---------- Records for the exercise ----------

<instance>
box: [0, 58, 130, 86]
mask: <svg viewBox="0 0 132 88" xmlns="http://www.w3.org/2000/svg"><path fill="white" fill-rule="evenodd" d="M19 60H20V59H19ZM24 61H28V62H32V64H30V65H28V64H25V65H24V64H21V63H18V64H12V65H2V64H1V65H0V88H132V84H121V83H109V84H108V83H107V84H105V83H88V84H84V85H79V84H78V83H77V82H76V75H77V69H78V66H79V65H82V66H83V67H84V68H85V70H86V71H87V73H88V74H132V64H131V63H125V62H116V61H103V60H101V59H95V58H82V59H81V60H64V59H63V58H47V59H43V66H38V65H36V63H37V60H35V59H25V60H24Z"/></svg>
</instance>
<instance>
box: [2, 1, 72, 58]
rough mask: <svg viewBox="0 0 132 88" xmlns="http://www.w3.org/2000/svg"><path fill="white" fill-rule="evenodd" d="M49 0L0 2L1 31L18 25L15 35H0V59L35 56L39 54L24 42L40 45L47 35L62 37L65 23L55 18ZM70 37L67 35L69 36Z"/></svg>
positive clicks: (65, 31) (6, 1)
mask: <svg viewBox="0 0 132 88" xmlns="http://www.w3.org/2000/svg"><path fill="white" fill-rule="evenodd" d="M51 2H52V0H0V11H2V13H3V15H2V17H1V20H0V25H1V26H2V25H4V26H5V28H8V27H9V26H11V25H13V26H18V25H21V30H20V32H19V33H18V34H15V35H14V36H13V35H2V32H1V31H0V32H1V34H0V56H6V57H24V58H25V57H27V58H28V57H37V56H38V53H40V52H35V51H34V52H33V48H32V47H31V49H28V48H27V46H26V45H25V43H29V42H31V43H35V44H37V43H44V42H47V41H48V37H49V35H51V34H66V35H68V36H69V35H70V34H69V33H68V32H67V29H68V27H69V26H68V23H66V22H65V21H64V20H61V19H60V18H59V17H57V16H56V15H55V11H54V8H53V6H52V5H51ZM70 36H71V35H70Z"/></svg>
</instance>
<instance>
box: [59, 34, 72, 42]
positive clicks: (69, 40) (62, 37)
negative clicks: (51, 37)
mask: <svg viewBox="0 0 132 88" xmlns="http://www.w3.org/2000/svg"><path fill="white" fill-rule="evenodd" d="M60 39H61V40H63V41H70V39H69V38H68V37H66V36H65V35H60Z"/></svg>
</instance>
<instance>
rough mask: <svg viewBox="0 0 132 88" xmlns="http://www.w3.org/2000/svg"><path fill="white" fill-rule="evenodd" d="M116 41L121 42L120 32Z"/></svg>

----------

The whole of the data must be given back word for word.

<instance>
box: [0, 58, 130, 86]
mask: <svg viewBox="0 0 132 88" xmlns="http://www.w3.org/2000/svg"><path fill="white" fill-rule="evenodd" d="M19 60H20V59H19ZM24 61H28V62H32V64H30V65H28V64H25V65H24V64H21V63H18V64H12V65H2V64H1V65H0V88H132V84H121V83H109V84H108V83H107V84H105V83H88V84H84V85H79V84H78V83H77V82H76V75H77V69H78V66H79V65H82V66H83V67H84V68H85V70H86V71H87V73H88V74H132V64H131V63H125V62H116V61H103V60H101V59H95V58H82V59H81V60H64V59H63V58H47V59H43V66H38V65H36V63H37V60H35V59H25V60H24Z"/></svg>
</instance>
<instance>
box: [2, 1, 72, 58]
rough mask: <svg viewBox="0 0 132 88" xmlns="http://www.w3.org/2000/svg"><path fill="white" fill-rule="evenodd" d="M49 0L0 2L1 31L18 25L15 35H0V59L35 56L39 54L24 42L40 45L47 35L62 37L65 23L55 18ZM70 37L67 35L69 36Z"/></svg>
positive clicks: (65, 31) (6, 1)
mask: <svg viewBox="0 0 132 88" xmlns="http://www.w3.org/2000/svg"><path fill="white" fill-rule="evenodd" d="M51 2H52V0H0V11H2V13H3V15H2V17H1V20H0V25H1V26H2V25H4V26H5V28H8V27H9V26H11V25H13V26H18V25H21V30H20V32H19V33H18V34H15V35H14V36H13V35H2V32H1V31H0V32H1V34H0V56H6V57H24V58H25V57H27V58H28V57H37V56H38V53H40V52H35V51H34V52H33V48H32V47H31V49H28V48H27V46H26V45H25V43H29V42H31V43H35V44H37V43H44V42H47V41H48V37H49V35H51V34H66V35H68V36H69V35H70V34H69V33H68V32H67V29H68V27H69V26H68V23H66V22H65V21H64V20H61V19H60V18H59V17H57V16H56V15H55V11H54V8H53V6H52V5H51ZM70 36H71V35H70Z"/></svg>
</instance>
<instance>
box: [59, 34, 72, 42]
positive clicks: (69, 40) (62, 37)
negative clicks: (51, 37)
mask: <svg viewBox="0 0 132 88" xmlns="http://www.w3.org/2000/svg"><path fill="white" fill-rule="evenodd" d="M60 39H61V40H63V41H70V39H69V38H68V37H66V36H65V35H60Z"/></svg>
</instance>
<instance>
rough mask: <svg viewBox="0 0 132 88" xmlns="http://www.w3.org/2000/svg"><path fill="white" fill-rule="evenodd" d="M116 41L121 42L120 32Z"/></svg>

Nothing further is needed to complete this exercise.